» Text passage:
******************************
The Rimouski Océanic are a junior ice hockey team in the Quebec Major Junior Hockey League (QMJHL). The franchise was granted for the 1969–70 season as the Sherbrooke Castors. The Castors played in Sherbrooke from 1969 to 1982 before moving to Saint-Jean-sur-Richelieu, Quebec, in 1982 to become the Saint-Jean Castors. In 1989, the team was renamed the Saint-Jean Lynx. In 1995, the team then moved to Rimouski, Quebec, to become the Rimouski Océanic.

History
The team won the QMJHL championship in the 1999–2000 season and went on to win the Memorial Cup that year, with a team featuring future NHL star Brad Richards.

Sidney Crosby joined the team during the 2003–04 QMJHL season. Crosby's 135 points for the club set a new record for a 16-year-old in the QMJHL and was second only to Wayne Gretzky in that particular age-group for all Canadian hockey.

In 2005, the Océanic set a QMJHL record after going 28 consecutive games without a loss. The team then went on to win seven games in a row in the playoffs, improving the unbeaten streak to an unofficial 35-straight. They won their second QMJHL championship in five years and subsequently represented the QMJHL in the 2005 Memorial Cup. After losing the opener against the hometown London Knights, the Océanic beat both the defending Memorial Cup champion Kelowna Rockets, who were in their third-straight Memorial Cup, and the Ottawa 67's. Rimouski then beat the 67's again in the semi-finals to set up a rematch of their opening game against the Knights. However, the Océanic were shut out in the final game 4–0.

The QMJHL announced on April 3, 2008, that the Océanic were chosen to host the 2009 Memorial Cup.

In the 2014–15 season, the Océanic captured the QMJHL championship in double overtime of the seventh game against the Quebec Remparts. Because the Remparts were the hosts of 2015 Memorial Cup, they had already qualified for the Memorial Cup tournament prior to the QMJHL final, thus entering Rimouski into the Cup tournament. The Océanic finished 1–2 in the round robin portion in the tournament, advancing to the tie-breaker to play the Remparts, ultimately losing 5–2.
******************************
» Information given:
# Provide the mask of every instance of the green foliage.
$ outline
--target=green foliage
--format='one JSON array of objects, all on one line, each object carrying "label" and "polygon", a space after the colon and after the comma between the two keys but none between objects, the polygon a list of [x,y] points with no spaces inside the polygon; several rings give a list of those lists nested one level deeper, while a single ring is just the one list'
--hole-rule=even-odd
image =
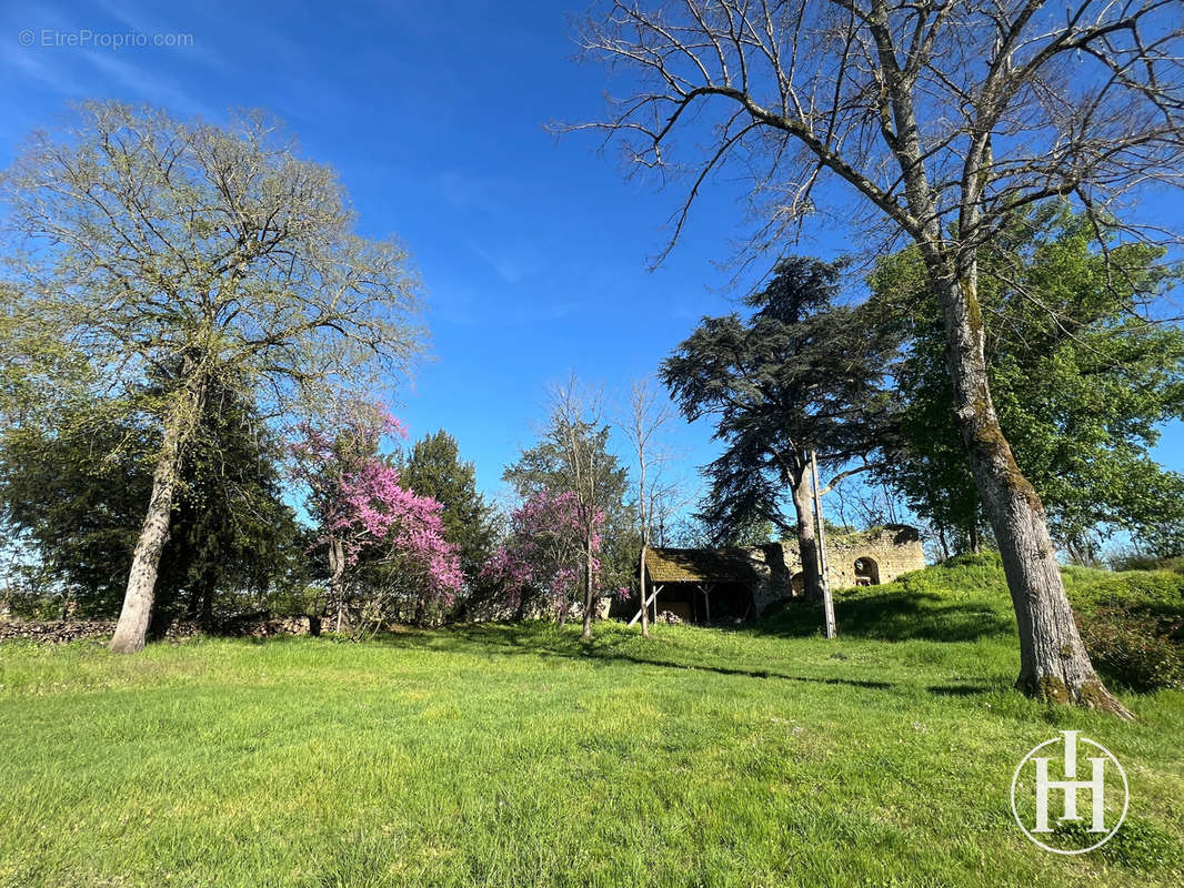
******************************
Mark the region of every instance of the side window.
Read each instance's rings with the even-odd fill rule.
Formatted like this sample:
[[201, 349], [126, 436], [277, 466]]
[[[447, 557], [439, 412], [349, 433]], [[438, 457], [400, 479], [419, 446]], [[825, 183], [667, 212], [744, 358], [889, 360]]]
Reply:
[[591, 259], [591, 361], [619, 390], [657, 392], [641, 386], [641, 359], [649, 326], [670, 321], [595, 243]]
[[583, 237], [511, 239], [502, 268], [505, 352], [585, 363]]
******************************
» Task instructions:
**1.** According to the text about the Rimouski Océanic, in what year was the team renamed the Saint-Jean Lynx?
**2.** Rewrite everything from "The Rimouski Océanic are" down to "the Rimouski Océanic." in the text about the Rimouski Océanic, substituting "club" for "franchise".

» Answers given:
**1.** 1989

**2.**
The Rimouski Océanic are a junior ice hockey team in the Quebec Major Junior Hockey League (QMJHL). The club was granted for the 1969–70 season as the Sherbrooke Castors. The Castors played in Sherbrooke from 1969 to 1982 before moving to Saint-Jean-sur-Richelieu, Quebec, in 1982 to become the Saint-Jean Castors. In 1989, the team was renamed the Saint-Jean Lynx. In 1995, the team then moved to Rimouski, Quebec, to become the Rimouski Océanic.